INFORMATION GIVEN:
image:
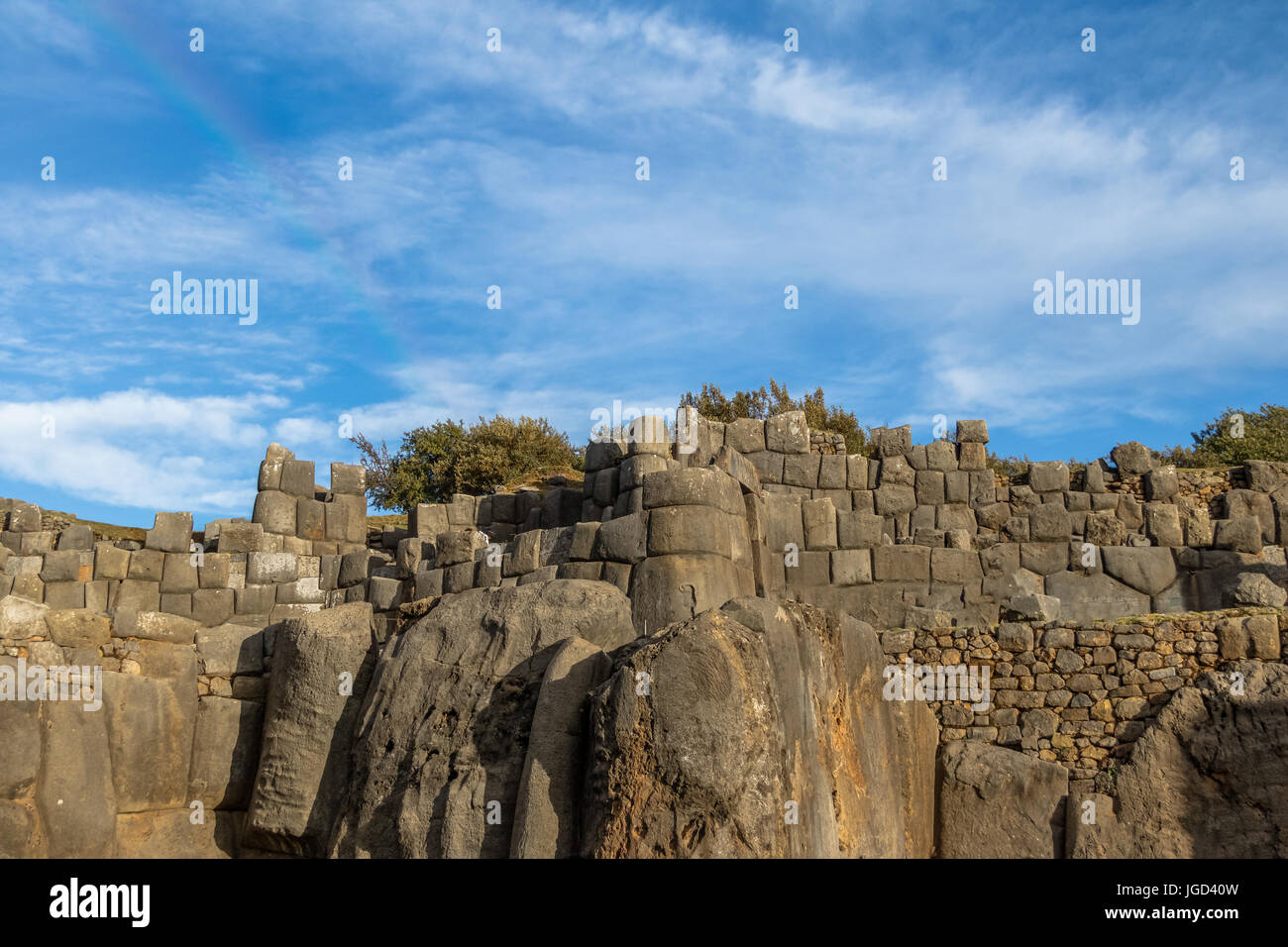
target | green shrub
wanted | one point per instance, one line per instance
(449, 458)
(819, 415)
(1263, 437)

WHAT TO DO: Please render the records above as a JSON list of strings with one string per line, skipping blank lines and leaving out the pictures.

OUTPUT FOR THIS EXERCISE:
[
  "image:",
  "target | green shrub",
  "wanted | one point per instance, one line per instance",
  "(449, 458)",
  "(819, 415)",
  "(1263, 437)"
]